§ What the task requires
Every record below should be transcribed exactly. Omit the images.

§ Task inputs

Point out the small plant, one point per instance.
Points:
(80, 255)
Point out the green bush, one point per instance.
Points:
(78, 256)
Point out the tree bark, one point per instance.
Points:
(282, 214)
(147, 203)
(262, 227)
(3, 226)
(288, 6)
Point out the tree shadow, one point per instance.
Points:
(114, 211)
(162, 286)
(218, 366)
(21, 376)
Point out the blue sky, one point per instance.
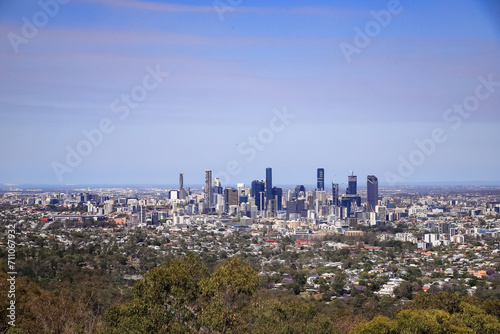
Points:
(230, 73)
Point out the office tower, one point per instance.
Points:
(269, 184)
(371, 192)
(208, 189)
(257, 191)
(155, 219)
(335, 194)
(278, 197)
(217, 188)
(352, 185)
(143, 214)
(298, 190)
(230, 196)
(320, 184)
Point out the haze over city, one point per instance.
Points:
(136, 92)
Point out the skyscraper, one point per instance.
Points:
(352, 181)
(335, 194)
(257, 191)
(269, 184)
(208, 189)
(320, 179)
(371, 192)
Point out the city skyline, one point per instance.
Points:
(136, 92)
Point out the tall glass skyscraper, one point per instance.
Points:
(371, 192)
(335, 194)
(269, 184)
(257, 192)
(352, 181)
(208, 189)
(320, 176)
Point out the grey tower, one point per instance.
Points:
(371, 192)
(320, 176)
(208, 189)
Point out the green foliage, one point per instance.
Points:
(165, 301)
(225, 293)
(287, 315)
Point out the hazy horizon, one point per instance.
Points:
(113, 92)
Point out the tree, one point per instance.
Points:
(165, 301)
(225, 294)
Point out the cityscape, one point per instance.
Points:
(248, 166)
(344, 244)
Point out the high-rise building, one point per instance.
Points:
(371, 192)
(269, 184)
(230, 196)
(278, 197)
(335, 194)
(320, 184)
(300, 190)
(352, 181)
(257, 191)
(208, 189)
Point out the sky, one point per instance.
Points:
(136, 92)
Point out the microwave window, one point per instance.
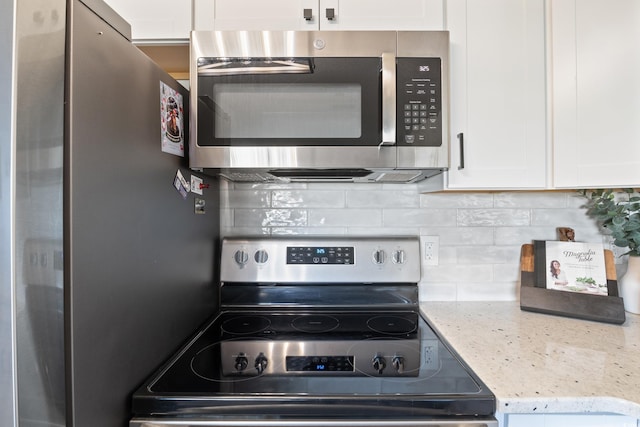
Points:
(274, 110)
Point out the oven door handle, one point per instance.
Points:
(388, 99)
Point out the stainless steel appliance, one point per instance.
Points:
(316, 331)
(356, 106)
(104, 266)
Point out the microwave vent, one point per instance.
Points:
(399, 176)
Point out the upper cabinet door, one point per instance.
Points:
(319, 15)
(382, 15)
(155, 20)
(498, 94)
(596, 93)
(260, 15)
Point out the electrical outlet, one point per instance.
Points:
(431, 248)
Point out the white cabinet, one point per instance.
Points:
(596, 93)
(568, 420)
(319, 14)
(155, 20)
(498, 94)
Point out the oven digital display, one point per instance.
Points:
(319, 363)
(320, 255)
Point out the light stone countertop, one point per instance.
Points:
(539, 363)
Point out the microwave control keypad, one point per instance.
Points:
(419, 101)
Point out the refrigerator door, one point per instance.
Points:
(139, 267)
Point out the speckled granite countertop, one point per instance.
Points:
(539, 363)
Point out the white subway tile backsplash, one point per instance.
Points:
(308, 199)
(470, 291)
(270, 218)
(458, 273)
(494, 217)
(419, 217)
(542, 199)
(457, 200)
(458, 236)
(521, 235)
(345, 217)
(438, 291)
(480, 234)
(488, 254)
(383, 199)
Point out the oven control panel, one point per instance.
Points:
(321, 260)
(380, 358)
(320, 255)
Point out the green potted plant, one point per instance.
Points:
(619, 212)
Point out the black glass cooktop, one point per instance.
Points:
(193, 381)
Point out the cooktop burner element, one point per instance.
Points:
(243, 325)
(315, 323)
(297, 338)
(391, 325)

§ Result of the task
Point out the small plant, one point per instance.
Points:
(80, 255)
Point out the green bush, one point per instance.
Points:
(78, 256)
Point out the tree bark, one point per instance.
Points:
(282, 214)
(147, 203)
(262, 227)
(3, 226)
(288, 6)
Point out the tree shadow, one point per instance.
Points:
(114, 211)
(162, 286)
(218, 366)
(21, 376)
Point out the blue sky, one point per instance.
Points:
(230, 73)
Point out the office tower, one point per instance.
Points:
(269, 184)
(371, 192)
(208, 189)
(257, 191)
(155, 219)
(335, 194)
(278, 197)
(217, 188)
(352, 185)
(143, 214)
(298, 190)
(230, 196)
(320, 184)
Point out the haze over city, one point per instance.
Points:
(136, 92)
Point out the skyscraper, one point per instance.
Points:
(352, 181)
(335, 194)
(257, 191)
(269, 184)
(208, 189)
(320, 179)
(371, 192)
Point out the city skyline, one point per instance.
Points:
(136, 92)
Point out the tall glass skyscraper, one point per instance.
Points:
(371, 192)
(335, 194)
(269, 184)
(257, 192)
(352, 181)
(208, 189)
(320, 176)
Point out the grey tower, one point per instance.
Points:
(371, 192)
(320, 176)
(208, 189)
Point out the green foliage, one point per instance.
Points:
(165, 301)
(225, 293)
(287, 315)
Point out the hazy horizon, one point per instance.
Points:
(113, 92)
Point out the tree, one point per instance.
Points:
(165, 301)
(225, 294)
Point out the cityscape, one point per instance.
Points:
(248, 166)
(344, 244)
Point out the high-rise building, one point per instance.
Points:
(371, 192)
(269, 184)
(230, 196)
(278, 197)
(335, 194)
(320, 184)
(300, 190)
(352, 181)
(257, 191)
(208, 189)
Point out the sky, one point per instance.
Points:
(136, 92)
Point out the microwave window, one point per instance.
Points:
(274, 110)
Point out the oven door handle, one point per instance.
Points:
(388, 99)
Point out the stainless steel appliance, one point per instance.
Points:
(316, 331)
(356, 106)
(104, 266)
Point out the microwave vent, one point per instance.
Points:
(399, 176)
Point out the upper cabinet door, one point per instance.
Points:
(319, 15)
(382, 15)
(155, 20)
(498, 94)
(596, 93)
(260, 15)
Point out the electrical outlet, one point per instance.
Points:
(431, 248)
Point out the white cabinet, one point per instance.
Points:
(596, 93)
(568, 420)
(319, 14)
(155, 20)
(498, 94)
Point out the oven digital display, one point per instance.
Points:
(319, 363)
(320, 255)
Point out the light stone countertop, one point per instance.
Points:
(539, 363)
Point out the microwave control keypad, one point per instance.
Points:
(419, 101)
Point out the refrigerator door, one point per instance.
Points:
(139, 267)
Point out the speckled granite countertop, one point per instance.
Points:
(539, 363)
Point out the white subway tile backsplash, one point per instance.
Points:
(308, 199)
(470, 291)
(270, 218)
(458, 273)
(494, 217)
(419, 217)
(542, 199)
(457, 200)
(458, 236)
(521, 235)
(345, 217)
(438, 291)
(480, 234)
(488, 254)
(383, 199)
Point out the oven control panel, one point per instance.
Points:
(321, 260)
(380, 358)
(320, 255)
Point out the green potted plant, one point per instance.
Points:
(619, 212)
Point out the black glass cooktop, one point per instance.
Points:
(193, 381)
Point out the cooktop burner element, one point per instance.
Points:
(243, 325)
(315, 323)
(297, 338)
(391, 325)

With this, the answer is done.